### Your task
Reproduce every record exactly as it appears, but not the pictures.

(Data listing)

• • • • • • •

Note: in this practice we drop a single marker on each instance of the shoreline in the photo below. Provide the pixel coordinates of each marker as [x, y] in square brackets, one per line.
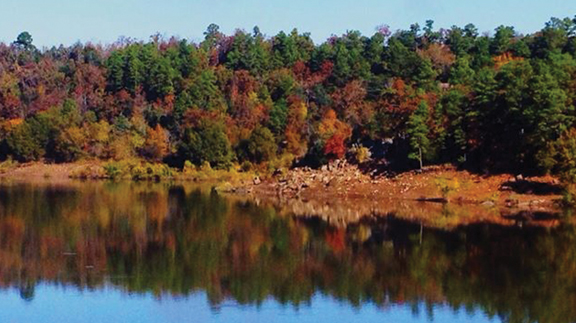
[341, 193]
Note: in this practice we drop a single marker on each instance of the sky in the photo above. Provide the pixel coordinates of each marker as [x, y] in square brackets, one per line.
[56, 22]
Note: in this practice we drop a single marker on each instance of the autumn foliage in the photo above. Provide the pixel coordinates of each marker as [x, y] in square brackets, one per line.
[493, 102]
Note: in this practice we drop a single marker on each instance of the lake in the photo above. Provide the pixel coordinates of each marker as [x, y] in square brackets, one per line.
[158, 252]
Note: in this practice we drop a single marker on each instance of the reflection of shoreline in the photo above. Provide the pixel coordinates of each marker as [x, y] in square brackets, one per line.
[176, 240]
[341, 212]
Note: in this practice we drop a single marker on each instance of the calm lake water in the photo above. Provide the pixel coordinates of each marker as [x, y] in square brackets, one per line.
[144, 252]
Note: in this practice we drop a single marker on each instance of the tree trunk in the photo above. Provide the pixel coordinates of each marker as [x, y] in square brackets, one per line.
[420, 158]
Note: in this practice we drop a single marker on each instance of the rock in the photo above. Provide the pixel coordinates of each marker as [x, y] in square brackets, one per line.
[488, 203]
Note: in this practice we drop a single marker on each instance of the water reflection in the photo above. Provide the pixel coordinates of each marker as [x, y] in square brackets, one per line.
[175, 241]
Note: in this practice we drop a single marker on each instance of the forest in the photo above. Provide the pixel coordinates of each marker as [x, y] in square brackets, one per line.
[491, 102]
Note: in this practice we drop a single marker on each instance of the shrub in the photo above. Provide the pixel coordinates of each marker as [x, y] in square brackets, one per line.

• • • • • • •

### Full answer
Note: in this practice we drop a single marker on each instance of the shoreline in the photo below. Provide the pixel coordinates of each marker as [x, y] in square brackets, one per line.
[341, 193]
Note: in this practice we drop a single marker on each instance of the sky in the photo above. Provide the pixel coordinates of each marker as [x, y] in square brackets, one per line.
[56, 22]
Note: in this practice we drop a single marker on each instance of the autumn foliage in the photo above. Provide the pixel coordinates of each marker as [x, y] in square brackets, one per line.
[493, 102]
Note: in this practice we drop a single marker on each instance of the lake in the photo above. Provide the pixel coordinates of each marker as [x, y] in square brackets, one per line.
[158, 252]
Note: in this practice we drop a single marker on each instance of the reflection of shoreline in the photo above. Provide the pixel coordinates of each marker as [x, y] in square brackets, one per line.
[176, 240]
[341, 212]
Note: in this practice we drop a single marker on each instance of the calm lake water in the photo above. Provide the pixel coordinates of each marker as [x, y] in square brackets, one per line.
[144, 252]
Note: in this practice we drop a single marker on each instance of the tree trunk in the photo above. Provide the pixel coordinates of each marker as [x, y] in square brackets, one per line.
[420, 158]
Note: in this practice we drop a single marker on each instance of the rock in the photo above. Provide the pixel coordinates of each marker as [x, y] in square brackets, one per line.
[488, 203]
Note: in this practice we drop a single marker on each instance of the water reflection in the photo above. Provide the pixel coordinates of each marker as [x, y] in square brackets, one per line.
[175, 241]
Note: in this practice we drop a single marker on each instance of the forest in the photo above. Provide the pixel coordinates of each marker as [x, y] in square brackets, one per line.
[491, 102]
Note: in this practice we drop a single marker on each instance of the shrub in the photo above. Provide the pixel coordinates of each marker as [x, y] in square brackets, one per line.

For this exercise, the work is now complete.